Exercise instructions: Take every line from the data that has the word "case" in it.

Data for analysis:
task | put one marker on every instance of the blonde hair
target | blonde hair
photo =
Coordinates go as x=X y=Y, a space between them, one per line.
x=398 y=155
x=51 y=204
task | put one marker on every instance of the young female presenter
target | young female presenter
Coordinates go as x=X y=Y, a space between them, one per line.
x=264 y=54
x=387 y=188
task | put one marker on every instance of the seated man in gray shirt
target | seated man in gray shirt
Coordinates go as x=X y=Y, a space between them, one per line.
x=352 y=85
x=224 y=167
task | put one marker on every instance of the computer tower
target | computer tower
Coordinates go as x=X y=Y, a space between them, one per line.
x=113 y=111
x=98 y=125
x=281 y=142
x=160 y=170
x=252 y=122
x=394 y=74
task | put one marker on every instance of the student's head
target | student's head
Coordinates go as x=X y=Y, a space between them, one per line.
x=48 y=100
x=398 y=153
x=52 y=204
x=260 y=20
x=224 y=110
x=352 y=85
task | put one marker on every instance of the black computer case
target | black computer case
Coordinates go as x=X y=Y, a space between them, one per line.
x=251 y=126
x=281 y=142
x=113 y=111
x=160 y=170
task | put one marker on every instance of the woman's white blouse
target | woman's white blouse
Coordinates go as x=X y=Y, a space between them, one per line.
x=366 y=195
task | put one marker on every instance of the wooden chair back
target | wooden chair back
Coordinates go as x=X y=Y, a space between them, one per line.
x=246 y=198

==

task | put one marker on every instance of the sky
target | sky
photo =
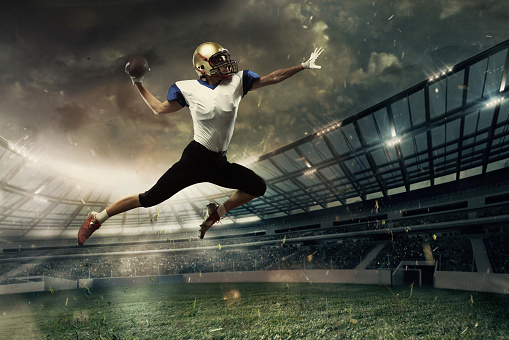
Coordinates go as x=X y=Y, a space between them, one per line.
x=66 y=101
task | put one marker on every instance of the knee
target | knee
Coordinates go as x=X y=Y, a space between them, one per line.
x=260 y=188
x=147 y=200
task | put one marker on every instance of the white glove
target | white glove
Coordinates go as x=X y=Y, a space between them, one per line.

...

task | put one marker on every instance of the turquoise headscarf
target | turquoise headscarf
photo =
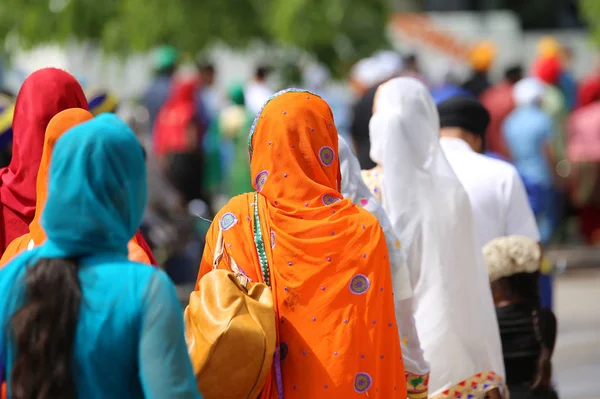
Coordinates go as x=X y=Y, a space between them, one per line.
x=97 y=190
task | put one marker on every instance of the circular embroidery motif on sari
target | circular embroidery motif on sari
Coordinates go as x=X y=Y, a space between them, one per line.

Response to this exercise:
task | put one marker on every instance of the black computer case
target | black computer case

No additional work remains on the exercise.